## BEREITGESTELLTER TEXT:
____________

Solche Begegnungen sind inzwischen Routine: 1995 richteten die beiden Bischofskonferenzen eine Kontaktgruppe ein, die sich regelmäßig über kirchliche und gesellschaftliche Fragen austauscht. Das 1993 gegründete Osteuropa-Hilfswerk der deutschen Katholiken Renovabis unterstützt zahlreiche Projekte im Nachbarland. Dass die Schatten des Weltkriegs dennoch weit reichen, zeigte sich 2009, als eine gemeinsame Erklärung zum Jahrestag des Ausbruchs des Zweiten Weltkriegs nur nach langem Ringen zustande kam. Wichtigster Konflikt damals: die Bewertung der Vertreibungen der Deutschen.

Bild: ©KNA

Der Vorsitzende der Polnischen Bischofskonferenz, Erzbischof Stanislaw Gadecki (links), der Vorsitzende der Deutschen Bischofskonferenz, Kardinal Reinhard Marx (Mitte), und der evangelisch-lutherische Bischof in Kattowitz, Mariam Niemiec (rechts), beim gemeinsamen Gedenken des Kriegsbeginns in Gleiwitz.

____________

Einträge aus einem Datensatz
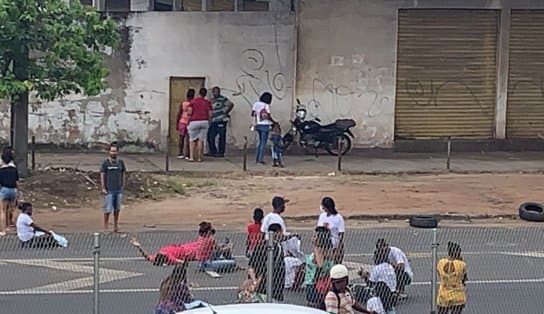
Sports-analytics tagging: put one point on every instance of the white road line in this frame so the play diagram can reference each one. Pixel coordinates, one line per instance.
(106, 276)
(233, 288)
(139, 258)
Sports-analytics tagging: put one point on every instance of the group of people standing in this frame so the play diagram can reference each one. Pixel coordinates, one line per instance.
(202, 121)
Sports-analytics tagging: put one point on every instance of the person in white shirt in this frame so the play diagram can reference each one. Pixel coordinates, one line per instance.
(29, 233)
(278, 206)
(332, 220)
(400, 262)
(263, 120)
(382, 272)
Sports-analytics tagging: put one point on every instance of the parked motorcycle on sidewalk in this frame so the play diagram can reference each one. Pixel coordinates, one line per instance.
(335, 138)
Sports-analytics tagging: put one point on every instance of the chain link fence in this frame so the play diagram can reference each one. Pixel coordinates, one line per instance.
(504, 266)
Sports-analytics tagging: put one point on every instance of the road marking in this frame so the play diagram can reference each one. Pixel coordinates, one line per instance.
(139, 258)
(106, 275)
(232, 288)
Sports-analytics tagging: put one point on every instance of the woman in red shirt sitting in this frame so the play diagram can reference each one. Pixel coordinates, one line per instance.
(202, 250)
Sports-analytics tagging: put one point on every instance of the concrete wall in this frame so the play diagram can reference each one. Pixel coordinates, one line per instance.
(244, 53)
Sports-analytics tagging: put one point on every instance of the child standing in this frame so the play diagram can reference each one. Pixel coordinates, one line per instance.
(254, 234)
(277, 145)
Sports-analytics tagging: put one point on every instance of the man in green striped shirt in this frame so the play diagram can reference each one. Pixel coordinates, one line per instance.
(222, 107)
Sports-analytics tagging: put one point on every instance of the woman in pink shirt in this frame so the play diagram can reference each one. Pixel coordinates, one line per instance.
(181, 127)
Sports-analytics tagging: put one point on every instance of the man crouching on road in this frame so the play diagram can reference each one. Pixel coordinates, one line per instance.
(112, 178)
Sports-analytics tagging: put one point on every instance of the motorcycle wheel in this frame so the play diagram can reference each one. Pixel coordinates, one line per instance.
(334, 149)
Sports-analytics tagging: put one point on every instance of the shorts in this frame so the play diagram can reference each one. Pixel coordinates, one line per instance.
(182, 129)
(112, 202)
(198, 130)
(8, 194)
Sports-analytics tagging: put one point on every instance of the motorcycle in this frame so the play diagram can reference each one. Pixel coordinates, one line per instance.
(335, 138)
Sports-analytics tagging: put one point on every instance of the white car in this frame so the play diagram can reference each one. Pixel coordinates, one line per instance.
(253, 308)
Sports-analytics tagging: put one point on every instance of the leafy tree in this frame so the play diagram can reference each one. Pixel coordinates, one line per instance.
(51, 48)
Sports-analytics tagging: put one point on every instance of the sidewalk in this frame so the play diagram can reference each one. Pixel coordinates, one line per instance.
(354, 163)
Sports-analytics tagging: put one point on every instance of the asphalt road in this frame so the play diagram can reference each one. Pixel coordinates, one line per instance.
(506, 271)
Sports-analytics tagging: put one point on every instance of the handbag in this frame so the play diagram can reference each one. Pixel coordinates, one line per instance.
(323, 285)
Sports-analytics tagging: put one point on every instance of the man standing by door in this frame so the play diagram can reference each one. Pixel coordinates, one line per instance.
(222, 107)
(112, 179)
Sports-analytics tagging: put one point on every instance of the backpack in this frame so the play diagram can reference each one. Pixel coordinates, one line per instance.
(338, 297)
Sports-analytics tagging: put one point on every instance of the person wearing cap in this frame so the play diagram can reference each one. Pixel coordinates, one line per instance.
(399, 261)
(278, 205)
(339, 300)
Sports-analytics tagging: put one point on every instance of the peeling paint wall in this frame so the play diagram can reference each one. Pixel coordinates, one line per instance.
(243, 53)
(346, 64)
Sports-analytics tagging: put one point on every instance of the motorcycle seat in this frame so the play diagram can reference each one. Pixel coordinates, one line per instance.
(344, 124)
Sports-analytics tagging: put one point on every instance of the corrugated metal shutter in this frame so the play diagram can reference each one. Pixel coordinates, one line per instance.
(525, 110)
(446, 74)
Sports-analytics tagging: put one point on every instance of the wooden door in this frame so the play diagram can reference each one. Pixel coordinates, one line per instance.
(178, 91)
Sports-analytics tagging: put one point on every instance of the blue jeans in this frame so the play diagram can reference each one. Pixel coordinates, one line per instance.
(218, 265)
(112, 202)
(8, 194)
(263, 131)
(217, 129)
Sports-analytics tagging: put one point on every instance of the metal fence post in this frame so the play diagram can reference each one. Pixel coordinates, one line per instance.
(33, 156)
(96, 274)
(270, 267)
(434, 278)
(340, 144)
(167, 156)
(244, 161)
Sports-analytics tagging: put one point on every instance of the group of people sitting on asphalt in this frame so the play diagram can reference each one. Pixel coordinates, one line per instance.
(321, 273)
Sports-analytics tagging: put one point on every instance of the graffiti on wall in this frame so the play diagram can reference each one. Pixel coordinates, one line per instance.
(256, 77)
(428, 92)
(367, 88)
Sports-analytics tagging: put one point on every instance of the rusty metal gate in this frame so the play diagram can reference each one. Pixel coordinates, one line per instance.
(446, 74)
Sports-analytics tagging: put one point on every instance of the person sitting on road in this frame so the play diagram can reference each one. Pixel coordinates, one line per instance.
(254, 289)
(214, 257)
(453, 277)
(400, 262)
(339, 299)
(29, 233)
(317, 268)
(178, 253)
(383, 271)
(254, 235)
(174, 294)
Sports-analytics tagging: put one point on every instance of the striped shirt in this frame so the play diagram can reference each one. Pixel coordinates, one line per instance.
(220, 107)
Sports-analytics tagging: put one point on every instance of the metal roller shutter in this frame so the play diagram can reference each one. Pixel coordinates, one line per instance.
(525, 109)
(446, 74)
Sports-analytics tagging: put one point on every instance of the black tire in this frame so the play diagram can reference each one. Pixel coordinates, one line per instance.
(333, 148)
(532, 212)
(425, 222)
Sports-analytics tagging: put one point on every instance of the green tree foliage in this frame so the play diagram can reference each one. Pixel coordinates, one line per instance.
(52, 48)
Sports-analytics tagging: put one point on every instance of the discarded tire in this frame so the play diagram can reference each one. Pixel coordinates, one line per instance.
(427, 222)
(532, 212)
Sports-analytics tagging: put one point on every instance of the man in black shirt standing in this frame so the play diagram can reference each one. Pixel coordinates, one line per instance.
(112, 179)
(258, 271)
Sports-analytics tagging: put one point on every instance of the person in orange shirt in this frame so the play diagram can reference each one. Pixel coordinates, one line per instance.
(181, 127)
(453, 276)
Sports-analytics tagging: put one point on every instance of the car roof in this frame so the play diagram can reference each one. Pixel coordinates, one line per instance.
(252, 308)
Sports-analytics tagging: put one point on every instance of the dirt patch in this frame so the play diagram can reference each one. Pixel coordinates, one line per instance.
(180, 202)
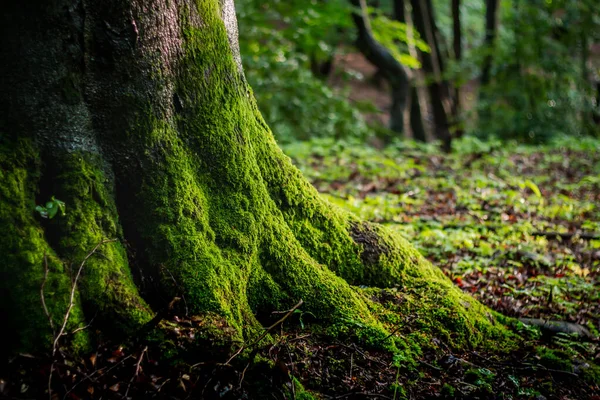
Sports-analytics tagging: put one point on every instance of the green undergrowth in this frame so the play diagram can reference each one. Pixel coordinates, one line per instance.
(481, 215)
(218, 217)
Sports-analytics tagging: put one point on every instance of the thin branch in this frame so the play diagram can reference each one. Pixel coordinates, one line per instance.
(72, 296)
(81, 328)
(137, 370)
(42, 293)
(61, 332)
(566, 236)
(266, 332)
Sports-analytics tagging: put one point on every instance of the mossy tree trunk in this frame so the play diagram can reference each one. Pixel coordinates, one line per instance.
(137, 116)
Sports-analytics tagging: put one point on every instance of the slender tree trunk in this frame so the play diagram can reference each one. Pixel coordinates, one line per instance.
(431, 67)
(491, 29)
(457, 48)
(415, 117)
(137, 115)
(379, 56)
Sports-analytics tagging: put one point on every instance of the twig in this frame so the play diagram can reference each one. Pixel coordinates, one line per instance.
(68, 312)
(556, 235)
(42, 293)
(81, 328)
(376, 395)
(266, 332)
(89, 377)
(137, 370)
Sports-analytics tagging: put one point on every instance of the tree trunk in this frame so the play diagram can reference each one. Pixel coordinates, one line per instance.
(385, 62)
(491, 29)
(137, 116)
(457, 48)
(432, 68)
(415, 117)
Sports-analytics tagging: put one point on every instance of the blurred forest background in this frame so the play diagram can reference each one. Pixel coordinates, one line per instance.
(424, 69)
(365, 96)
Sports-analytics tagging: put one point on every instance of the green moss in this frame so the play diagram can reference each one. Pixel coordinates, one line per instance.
(25, 254)
(300, 392)
(555, 359)
(448, 391)
(106, 285)
(591, 373)
(226, 216)
(220, 216)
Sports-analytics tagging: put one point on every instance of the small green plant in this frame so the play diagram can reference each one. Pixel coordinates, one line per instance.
(51, 208)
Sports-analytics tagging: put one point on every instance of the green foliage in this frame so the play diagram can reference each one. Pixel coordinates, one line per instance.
(538, 89)
(395, 36)
(474, 213)
(51, 208)
(278, 42)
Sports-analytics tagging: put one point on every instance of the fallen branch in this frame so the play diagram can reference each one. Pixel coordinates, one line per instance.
(42, 293)
(266, 332)
(61, 331)
(137, 371)
(554, 327)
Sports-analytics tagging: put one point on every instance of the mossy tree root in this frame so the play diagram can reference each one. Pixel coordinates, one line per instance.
(171, 157)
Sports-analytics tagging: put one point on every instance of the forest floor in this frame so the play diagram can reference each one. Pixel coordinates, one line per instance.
(516, 227)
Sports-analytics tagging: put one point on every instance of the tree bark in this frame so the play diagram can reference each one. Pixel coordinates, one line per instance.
(491, 29)
(415, 117)
(457, 48)
(422, 18)
(136, 114)
(379, 56)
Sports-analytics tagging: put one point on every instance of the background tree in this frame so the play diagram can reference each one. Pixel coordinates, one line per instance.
(138, 117)
(424, 21)
(491, 29)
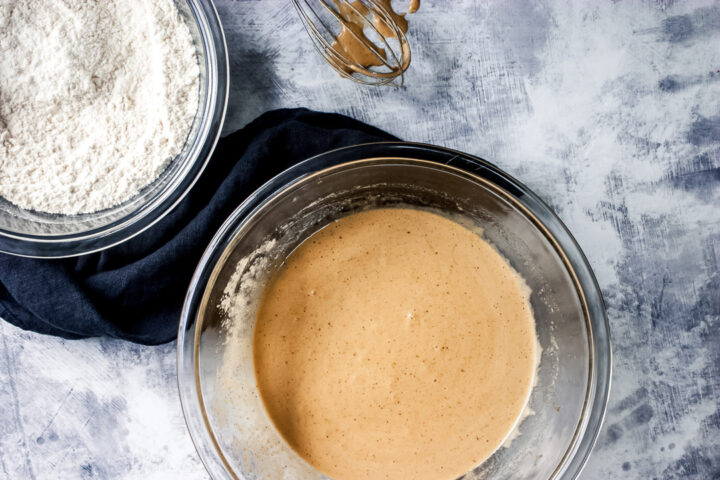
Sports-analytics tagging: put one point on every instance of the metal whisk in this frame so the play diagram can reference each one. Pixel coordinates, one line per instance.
(360, 39)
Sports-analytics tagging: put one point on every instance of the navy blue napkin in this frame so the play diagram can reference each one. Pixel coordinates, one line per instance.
(135, 290)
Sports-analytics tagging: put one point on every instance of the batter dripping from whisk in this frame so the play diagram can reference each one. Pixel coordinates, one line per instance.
(355, 46)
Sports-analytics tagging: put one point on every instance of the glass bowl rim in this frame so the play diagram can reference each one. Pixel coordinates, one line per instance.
(535, 209)
(148, 214)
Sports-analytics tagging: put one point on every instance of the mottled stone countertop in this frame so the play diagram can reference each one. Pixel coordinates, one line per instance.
(610, 111)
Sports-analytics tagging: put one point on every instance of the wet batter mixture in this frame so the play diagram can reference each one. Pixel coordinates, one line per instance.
(395, 343)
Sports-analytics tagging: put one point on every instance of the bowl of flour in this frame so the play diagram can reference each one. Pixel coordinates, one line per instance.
(109, 112)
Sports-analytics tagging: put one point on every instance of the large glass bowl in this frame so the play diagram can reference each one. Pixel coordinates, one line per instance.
(231, 430)
(37, 234)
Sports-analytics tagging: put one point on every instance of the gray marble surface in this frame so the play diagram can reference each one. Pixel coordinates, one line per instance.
(608, 110)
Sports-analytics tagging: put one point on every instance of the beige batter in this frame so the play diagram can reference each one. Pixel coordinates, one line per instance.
(395, 343)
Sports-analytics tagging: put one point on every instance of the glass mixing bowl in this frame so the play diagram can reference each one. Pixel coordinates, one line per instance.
(37, 234)
(227, 422)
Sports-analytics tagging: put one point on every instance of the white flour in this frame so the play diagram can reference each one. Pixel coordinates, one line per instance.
(96, 98)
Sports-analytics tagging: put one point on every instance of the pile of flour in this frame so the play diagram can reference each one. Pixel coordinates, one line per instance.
(96, 98)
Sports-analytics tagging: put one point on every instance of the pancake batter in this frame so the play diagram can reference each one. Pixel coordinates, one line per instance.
(395, 343)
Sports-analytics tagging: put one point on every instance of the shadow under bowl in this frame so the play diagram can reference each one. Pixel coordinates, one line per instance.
(233, 433)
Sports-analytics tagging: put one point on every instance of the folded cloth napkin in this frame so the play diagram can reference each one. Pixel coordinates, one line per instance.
(135, 290)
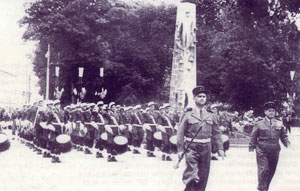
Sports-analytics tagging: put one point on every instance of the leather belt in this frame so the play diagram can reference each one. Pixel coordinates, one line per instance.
(198, 140)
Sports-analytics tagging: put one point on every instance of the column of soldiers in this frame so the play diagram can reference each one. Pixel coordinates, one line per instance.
(94, 127)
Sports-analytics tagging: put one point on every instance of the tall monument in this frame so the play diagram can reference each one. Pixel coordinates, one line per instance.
(183, 77)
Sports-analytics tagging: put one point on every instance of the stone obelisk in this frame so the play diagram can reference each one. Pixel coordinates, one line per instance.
(183, 77)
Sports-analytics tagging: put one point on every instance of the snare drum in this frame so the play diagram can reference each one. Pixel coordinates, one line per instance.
(120, 144)
(4, 143)
(158, 139)
(64, 143)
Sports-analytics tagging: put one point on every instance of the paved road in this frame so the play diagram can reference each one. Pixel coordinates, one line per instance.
(22, 169)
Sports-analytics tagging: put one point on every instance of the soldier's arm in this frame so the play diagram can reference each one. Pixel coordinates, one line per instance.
(253, 138)
(284, 137)
(216, 133)
(180, 133)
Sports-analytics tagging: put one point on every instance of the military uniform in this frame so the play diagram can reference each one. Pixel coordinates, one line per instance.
(150, 119)
(265, 140)
(137, 129)
(198, 154)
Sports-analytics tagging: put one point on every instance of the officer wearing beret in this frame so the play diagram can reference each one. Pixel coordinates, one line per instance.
(203, 126)
(265, 140)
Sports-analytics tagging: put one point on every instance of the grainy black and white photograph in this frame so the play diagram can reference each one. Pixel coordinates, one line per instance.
(150, 95)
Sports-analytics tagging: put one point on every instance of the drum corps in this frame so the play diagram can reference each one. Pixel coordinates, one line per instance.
(200, 134)
(94, 128)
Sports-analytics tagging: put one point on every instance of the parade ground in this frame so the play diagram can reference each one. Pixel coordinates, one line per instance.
(22, 169)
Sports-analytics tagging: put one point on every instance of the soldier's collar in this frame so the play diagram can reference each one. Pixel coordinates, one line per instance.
(196, 113)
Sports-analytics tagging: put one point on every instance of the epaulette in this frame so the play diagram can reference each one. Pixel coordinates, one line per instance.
(278, 118)
(258, 119)
(209, 111)
(187, 109)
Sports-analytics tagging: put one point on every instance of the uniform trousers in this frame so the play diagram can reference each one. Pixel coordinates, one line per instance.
(137, 135)
(150, 138)
(197, 158)
(267, 159)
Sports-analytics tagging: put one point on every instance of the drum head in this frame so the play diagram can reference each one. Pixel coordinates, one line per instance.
(120, 140)
(103, 136)
(224, 138)
(3, 138)
(62, 139)
(158, 135)
(173, 140)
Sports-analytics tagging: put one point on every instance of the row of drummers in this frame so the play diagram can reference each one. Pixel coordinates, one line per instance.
(100, 126)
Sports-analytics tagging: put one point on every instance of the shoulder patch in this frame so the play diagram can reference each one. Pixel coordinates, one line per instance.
(187, 109)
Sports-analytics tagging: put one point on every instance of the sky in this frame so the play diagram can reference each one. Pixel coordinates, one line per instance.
(15, 54)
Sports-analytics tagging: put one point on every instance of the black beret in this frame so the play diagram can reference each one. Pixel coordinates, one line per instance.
(269, 105)
(197, 90)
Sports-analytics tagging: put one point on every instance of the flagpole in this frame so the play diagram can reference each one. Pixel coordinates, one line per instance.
(48, 73)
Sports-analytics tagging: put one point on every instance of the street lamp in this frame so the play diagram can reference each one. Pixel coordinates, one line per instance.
(293, 97)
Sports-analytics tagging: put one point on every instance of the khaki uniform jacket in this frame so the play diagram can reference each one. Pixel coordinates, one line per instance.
(191, 122)
(268, 132)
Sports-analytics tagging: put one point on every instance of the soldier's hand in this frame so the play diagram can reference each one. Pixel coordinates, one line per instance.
(221, 153)
(289, 146)
(180, 155)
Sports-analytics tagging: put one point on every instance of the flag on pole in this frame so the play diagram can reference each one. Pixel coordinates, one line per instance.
(57, 71)
(80, 72)
(47, 54)
(101, 72)
(292, 73)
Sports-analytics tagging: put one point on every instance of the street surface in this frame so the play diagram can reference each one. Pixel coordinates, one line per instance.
(24, 170)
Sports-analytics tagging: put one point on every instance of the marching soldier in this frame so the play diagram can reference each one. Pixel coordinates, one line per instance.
(265, 140)
(197, 127)
(151, 119)
(166, 127)
(56, 125)
(137, 129)
(111, 128)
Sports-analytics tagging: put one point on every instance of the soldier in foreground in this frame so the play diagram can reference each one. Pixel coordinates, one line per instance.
(265, 140)
(197, 127)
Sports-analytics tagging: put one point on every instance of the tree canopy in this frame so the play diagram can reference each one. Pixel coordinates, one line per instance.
(245, 49)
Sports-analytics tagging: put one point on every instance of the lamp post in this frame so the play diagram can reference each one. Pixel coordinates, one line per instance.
(293, 96)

____________

## AUFGABEN:
a – Gib aus dem Text über die deutsch-polnischen Kirchenkontakte den Abschnitt wörtlich wieder, der bei „Solche Begegnungen sind“ beginnt und bei „Kriegsbeginns in Gleiwitz.“ endet.
b – Fasse den Text über die deutsch-polnischen Kirchenkontakte in zwei Sätzen zusammen.

## LÖSUNGEN:
a –
Solche Begegnungen sind inzwischen Routine: 1995 richteten die beiden Bischofskonferenzen eine Kontaktgruppe ein, die sich regelmäßig über kirchliche und gesellschaftliche Fragen austauscht. Das 1993 gegründete Osteuropa-Hilfswerk der deutschen Katholiken Renovabis unterstützt zahlreiche Projekte im Nachbarland. Dass die Schatten des Weltkriegs dennoch weit reichen, zeigte sich 2009, als eine gemeinsame Erklärung zum Jahrestag des Ausbruchs des Zweiten Weltkriegs nur nach langem Ringen zustande kam. Wichtigster Konflikt damals: die Bewertung der Vertreibungen der Deutschen.

Bild: ©KNA

Der Vorsitzende der Polnischen Bischofskonferenz, Erzbischof Stanislaw Gadecki (links), der Vorsitzende der Deutschen Bischofskonferenz, Kardinal Reinhard Marx (Mitte), und der evangelisch-lutherische Bischof in Kattowitz, Mariam Niemiec (rechts), beim gemeinsamen Gedenken des Kriegsbeginns in Gleiwitz.

b – Seit 1995 tauschen sich die beiden Bischofskonferenzen in einer Kontaktgruppe regelmäßig über kirchliche und gesellschaftliche Fragen aus, und das 1993 gegründete Osteuropa-Hilfswerk Renovabis unterstützt zahlreiche Projekte im Nachbarland. Dennoch kam 2009 eine gemeinsame Erklärung zum Jahrestag des Ausbruchs des Zweiten Weltkriegs nur nach langem Ringen zustande, wobei die Bewertung der Vertreibungen der Deutschen der wichtigste Konflikt war.